-- SELECTED EXTRACT --
—————

CBQT-FM
- Thunder Bay, Ontario; Canada;
- Broadcast area: Northwestern Ontario
- Frequency: 88.3 MHz

Programming
- Format: News/Talk
- Network: CBC Radio One

Ownership
- Owner: Canadian Broadcasting Corporation

History
- First air date: 1973
- Former call signs: CBQ (1973–1990)
- Former frequencies: 800 kHz (1973–1990)
- Call sign meaning: Canadian Broadcasting Corporation Quetico Thunder Bay

Technical information
- Class: B
- ERP: 23,730 watts
- HAAT: 194.7 metres (639 ft)

Links
- Website: CBC Thunder Bay

= CBQT-FM =

CBC Radio One station in Thunder Bay, Ontario

CBQT-FM is a Canadian radio station. It is the CBC Radio One station in Thunder Bay, Ontario, broadcasting at 88.3 FM, and serves all of Northwestern Ontario through a network of relay transmitters.

—————

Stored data

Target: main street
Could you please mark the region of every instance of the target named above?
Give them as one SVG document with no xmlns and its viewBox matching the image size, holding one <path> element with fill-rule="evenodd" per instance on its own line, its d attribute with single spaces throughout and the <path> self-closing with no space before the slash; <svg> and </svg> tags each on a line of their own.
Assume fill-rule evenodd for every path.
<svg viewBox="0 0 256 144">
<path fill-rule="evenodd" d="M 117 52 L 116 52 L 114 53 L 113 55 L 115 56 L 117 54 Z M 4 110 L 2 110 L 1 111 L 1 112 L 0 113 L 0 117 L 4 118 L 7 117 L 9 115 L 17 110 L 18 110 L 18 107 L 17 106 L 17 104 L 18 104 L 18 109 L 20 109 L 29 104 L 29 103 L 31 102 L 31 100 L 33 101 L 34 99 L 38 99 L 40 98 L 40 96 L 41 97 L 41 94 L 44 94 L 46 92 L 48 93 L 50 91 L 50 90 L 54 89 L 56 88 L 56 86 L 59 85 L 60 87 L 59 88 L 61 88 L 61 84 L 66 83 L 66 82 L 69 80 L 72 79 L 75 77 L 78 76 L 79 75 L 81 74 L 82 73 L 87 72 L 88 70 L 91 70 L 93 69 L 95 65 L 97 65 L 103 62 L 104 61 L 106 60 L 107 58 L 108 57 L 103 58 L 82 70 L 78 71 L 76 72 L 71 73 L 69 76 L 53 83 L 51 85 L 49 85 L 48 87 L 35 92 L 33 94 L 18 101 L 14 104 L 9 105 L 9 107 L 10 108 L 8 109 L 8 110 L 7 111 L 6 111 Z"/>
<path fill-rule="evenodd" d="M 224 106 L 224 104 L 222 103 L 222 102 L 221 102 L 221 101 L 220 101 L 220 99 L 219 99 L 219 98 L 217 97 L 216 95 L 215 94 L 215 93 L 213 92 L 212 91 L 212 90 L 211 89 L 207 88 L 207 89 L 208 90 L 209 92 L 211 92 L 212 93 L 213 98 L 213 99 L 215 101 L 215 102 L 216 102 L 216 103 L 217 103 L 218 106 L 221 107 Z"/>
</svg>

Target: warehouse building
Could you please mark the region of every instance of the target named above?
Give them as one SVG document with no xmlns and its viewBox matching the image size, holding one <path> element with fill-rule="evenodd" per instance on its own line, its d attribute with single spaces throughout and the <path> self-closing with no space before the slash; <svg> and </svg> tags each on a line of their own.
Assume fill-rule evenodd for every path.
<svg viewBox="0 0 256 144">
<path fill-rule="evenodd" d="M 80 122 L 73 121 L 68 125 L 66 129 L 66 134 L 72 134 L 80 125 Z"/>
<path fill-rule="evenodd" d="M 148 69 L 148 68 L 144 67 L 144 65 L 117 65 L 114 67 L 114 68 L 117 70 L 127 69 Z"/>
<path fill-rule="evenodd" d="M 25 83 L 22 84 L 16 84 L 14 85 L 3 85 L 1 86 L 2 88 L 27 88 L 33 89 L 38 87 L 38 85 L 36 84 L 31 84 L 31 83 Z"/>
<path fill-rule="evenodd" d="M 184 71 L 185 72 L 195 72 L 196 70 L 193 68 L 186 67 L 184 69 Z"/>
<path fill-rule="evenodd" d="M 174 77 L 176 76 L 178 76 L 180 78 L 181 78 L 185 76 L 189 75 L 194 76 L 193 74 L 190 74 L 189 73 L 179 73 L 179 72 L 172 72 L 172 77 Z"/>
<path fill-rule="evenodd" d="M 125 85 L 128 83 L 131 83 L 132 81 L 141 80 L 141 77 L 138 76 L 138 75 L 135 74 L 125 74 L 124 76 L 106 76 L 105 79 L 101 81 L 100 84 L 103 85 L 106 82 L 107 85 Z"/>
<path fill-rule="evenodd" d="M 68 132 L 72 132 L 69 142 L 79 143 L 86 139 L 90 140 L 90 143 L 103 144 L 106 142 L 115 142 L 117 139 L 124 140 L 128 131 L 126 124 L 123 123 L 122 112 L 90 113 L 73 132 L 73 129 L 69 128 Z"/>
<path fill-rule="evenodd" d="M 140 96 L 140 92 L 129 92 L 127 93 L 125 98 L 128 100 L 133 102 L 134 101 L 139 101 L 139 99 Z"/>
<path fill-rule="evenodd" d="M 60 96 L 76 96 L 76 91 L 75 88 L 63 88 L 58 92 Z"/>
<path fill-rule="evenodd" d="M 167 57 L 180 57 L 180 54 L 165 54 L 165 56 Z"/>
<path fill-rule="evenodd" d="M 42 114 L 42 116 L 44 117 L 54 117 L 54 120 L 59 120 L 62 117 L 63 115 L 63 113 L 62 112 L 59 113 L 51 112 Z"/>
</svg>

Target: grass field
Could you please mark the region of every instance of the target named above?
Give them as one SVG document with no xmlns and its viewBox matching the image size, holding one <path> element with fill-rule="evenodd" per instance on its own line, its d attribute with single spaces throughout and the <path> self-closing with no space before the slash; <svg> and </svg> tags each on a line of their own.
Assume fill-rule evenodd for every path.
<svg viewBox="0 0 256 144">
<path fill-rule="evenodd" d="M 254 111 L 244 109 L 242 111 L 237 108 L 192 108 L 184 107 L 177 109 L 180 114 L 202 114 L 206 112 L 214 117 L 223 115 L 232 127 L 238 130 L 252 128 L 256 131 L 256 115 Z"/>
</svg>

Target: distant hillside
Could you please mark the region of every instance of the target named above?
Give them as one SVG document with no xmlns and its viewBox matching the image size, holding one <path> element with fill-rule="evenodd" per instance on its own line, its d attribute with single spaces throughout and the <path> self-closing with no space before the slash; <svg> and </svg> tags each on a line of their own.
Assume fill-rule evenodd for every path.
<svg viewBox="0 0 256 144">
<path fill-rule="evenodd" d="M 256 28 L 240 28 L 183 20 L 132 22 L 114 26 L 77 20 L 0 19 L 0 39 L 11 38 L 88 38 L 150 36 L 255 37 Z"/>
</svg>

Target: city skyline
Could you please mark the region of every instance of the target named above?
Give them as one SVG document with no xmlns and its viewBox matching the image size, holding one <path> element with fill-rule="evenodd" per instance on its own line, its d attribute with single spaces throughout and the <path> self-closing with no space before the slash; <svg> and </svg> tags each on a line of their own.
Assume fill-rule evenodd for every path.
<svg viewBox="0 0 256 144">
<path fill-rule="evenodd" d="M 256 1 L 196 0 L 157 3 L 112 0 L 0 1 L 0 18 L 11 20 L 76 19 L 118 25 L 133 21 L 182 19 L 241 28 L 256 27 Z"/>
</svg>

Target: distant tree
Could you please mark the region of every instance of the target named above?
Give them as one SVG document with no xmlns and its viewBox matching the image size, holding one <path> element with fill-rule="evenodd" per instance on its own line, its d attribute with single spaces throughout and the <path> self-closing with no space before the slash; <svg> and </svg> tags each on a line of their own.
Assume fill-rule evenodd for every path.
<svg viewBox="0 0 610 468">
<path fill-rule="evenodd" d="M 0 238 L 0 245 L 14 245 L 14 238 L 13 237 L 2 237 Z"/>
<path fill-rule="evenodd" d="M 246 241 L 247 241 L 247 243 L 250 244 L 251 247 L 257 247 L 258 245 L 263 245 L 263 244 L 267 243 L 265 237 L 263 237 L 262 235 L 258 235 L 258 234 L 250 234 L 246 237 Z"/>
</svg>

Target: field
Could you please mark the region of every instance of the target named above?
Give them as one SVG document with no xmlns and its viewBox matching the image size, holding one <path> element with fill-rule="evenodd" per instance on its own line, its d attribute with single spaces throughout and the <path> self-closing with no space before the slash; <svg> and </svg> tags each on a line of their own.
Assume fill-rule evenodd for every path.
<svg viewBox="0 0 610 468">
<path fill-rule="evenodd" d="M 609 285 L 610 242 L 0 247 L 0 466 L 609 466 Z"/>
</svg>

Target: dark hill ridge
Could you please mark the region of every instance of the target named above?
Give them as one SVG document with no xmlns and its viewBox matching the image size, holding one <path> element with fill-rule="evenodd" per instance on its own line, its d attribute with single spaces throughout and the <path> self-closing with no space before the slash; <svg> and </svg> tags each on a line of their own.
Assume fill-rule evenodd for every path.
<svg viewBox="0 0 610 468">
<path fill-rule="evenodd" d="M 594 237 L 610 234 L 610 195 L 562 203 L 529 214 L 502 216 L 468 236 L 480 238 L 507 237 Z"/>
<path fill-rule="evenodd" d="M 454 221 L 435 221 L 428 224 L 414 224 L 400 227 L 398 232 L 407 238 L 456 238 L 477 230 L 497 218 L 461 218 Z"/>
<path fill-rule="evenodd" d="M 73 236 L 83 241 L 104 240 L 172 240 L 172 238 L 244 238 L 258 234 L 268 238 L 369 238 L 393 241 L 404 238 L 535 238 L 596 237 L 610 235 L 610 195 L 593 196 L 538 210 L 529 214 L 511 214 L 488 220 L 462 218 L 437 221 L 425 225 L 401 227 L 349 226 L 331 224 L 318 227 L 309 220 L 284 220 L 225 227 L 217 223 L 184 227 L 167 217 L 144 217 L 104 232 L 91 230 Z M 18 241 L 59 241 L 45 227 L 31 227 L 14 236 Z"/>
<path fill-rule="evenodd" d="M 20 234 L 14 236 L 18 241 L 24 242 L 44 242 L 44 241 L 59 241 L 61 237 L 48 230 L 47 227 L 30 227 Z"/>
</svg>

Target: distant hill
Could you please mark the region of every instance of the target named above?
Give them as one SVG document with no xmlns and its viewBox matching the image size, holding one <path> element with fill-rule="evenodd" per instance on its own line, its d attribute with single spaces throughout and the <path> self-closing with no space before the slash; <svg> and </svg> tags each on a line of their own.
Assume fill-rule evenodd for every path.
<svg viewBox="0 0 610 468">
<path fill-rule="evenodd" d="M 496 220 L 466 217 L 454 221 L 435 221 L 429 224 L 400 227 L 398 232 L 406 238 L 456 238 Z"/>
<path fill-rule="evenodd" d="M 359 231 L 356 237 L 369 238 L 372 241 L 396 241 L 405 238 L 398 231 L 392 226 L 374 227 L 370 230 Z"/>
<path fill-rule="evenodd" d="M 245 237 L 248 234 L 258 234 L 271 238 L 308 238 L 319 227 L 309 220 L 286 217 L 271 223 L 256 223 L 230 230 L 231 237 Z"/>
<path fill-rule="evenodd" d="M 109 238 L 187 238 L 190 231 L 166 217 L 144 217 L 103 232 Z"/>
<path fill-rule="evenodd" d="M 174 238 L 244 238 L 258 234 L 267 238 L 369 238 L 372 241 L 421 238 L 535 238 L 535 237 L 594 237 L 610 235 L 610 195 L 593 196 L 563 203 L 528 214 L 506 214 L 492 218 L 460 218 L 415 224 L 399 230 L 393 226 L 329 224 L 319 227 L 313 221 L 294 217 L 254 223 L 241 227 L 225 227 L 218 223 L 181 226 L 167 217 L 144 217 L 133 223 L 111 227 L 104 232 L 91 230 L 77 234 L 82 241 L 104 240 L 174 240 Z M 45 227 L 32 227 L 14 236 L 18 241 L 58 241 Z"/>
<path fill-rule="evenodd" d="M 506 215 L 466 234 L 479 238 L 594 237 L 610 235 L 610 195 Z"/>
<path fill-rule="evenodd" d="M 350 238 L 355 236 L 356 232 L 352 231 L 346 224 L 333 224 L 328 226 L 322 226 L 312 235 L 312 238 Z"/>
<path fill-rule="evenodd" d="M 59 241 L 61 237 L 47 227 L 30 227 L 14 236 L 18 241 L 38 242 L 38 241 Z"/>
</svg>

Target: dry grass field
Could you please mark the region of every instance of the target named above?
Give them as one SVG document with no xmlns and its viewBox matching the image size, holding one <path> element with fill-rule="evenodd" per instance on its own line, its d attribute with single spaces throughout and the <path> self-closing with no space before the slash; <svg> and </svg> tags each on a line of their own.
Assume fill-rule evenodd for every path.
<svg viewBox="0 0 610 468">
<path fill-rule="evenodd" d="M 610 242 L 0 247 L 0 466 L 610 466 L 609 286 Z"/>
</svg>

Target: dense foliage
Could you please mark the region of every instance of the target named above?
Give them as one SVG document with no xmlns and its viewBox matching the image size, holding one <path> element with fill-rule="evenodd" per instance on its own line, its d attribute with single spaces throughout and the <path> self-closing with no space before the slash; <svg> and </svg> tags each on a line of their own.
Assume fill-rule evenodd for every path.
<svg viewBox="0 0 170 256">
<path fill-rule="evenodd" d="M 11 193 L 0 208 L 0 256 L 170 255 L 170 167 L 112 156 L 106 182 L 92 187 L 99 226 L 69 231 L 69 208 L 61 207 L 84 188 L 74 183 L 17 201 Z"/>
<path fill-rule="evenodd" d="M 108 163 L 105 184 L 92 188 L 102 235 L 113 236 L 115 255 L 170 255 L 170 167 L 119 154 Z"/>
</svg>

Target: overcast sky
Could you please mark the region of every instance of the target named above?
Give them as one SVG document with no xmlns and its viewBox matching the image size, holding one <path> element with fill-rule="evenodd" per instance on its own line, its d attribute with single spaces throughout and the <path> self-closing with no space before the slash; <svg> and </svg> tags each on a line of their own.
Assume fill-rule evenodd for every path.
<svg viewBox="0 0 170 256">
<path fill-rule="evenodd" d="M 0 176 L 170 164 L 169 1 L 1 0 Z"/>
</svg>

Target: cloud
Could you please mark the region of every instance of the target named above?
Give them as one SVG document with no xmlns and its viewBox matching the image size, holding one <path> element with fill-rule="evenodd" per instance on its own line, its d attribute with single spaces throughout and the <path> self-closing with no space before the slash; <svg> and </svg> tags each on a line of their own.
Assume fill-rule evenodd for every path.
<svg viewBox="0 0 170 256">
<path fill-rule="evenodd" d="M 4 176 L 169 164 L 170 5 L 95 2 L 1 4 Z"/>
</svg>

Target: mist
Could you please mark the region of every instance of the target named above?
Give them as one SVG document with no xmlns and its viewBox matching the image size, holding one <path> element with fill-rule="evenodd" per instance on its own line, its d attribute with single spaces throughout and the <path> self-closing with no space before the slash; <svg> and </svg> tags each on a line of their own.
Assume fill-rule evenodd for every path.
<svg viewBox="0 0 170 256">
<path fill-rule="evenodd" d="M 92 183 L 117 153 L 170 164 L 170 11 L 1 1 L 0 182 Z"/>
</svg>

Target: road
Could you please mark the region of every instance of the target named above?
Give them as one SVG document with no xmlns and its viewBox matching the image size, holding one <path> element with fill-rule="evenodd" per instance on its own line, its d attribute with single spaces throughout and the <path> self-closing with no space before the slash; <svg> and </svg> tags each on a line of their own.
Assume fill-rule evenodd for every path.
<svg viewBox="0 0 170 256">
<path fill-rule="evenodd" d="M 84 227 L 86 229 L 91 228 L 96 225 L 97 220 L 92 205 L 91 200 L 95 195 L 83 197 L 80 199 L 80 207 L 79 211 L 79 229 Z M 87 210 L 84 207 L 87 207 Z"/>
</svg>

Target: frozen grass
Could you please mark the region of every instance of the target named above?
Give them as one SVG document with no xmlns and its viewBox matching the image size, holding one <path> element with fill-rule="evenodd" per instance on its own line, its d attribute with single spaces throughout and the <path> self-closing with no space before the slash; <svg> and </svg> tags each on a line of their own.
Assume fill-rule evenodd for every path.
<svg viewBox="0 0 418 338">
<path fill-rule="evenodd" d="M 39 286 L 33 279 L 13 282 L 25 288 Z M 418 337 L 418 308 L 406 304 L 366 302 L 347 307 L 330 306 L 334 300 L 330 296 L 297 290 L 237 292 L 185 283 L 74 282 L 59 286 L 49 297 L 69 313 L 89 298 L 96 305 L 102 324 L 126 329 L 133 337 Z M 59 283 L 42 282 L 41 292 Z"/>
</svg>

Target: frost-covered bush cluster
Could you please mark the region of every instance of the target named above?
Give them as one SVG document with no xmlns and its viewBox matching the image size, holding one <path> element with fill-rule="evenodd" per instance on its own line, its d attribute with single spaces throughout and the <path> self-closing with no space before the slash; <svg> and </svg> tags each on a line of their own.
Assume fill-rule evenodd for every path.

—————

-- WHAT YOU WILL DO --
#1 Say whether each statement agrees with the CBQT-FM profile, answering yes or no and quoting the deciding words: (a) The station first went on the air in 1973. (b) The station currently broadcasts at 800 kHz. (c) The station is owned by the Canadian Broadcasting Corporation.
#2 Return the stretch of the CBQT-FM profile from "Technical information" through "of relay transmitters.", copied word for word.
The stored lines are separate material, not part of the CBQT-FM profile.

-- RESULTS BY TASK --
#1
(a) Yes: "First air date: 1973"
(b) No: "Former frequencies: 800 kHz (1973–1990)" and "broadcasting at 88.3 FM"
(c) Yes: "Owner: Canadian Broadcasting Corporation"

#2
Technical information
- Class: B
- ERP: 23,730 watts
- HAAT: 194.7 metres (639 ft)

Links
- Website: CBC Thunder Bay

= CBQT-FM =

CBC Radio One station in Thunder Bay, Ontario

CBQT-FM is a Canadian radio station. It is the CBC Radio One station in Thunder Bay, Ontario, broadcasting at 88.3 FM, and serves all of Northwestern Ontario through a network of relay transmitters.